— Request —
Render all of the data below as a JSON list of strings, with one string for each line and any blank lines omitted.

— Supplied material —
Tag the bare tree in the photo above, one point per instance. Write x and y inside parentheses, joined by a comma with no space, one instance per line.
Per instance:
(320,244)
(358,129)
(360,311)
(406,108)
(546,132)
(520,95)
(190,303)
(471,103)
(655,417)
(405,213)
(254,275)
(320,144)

— Solution for this problem —
[
  "Tag the bare tree in the photo above, one point per instance. Write x and y inside parentheses, joined by a comma with no space, one instance per line.",
  "Per instance:",
  "(320,244)",
  "(358,129)",
  "(360,311)",
  "(406,108)",
  "(546,132)",
  "(520,95)",
  "(190,303)",
  "(471,103)",
  "(655,417)",
  "(405,213)",
  "(254,275)",
  "(320,144)"
]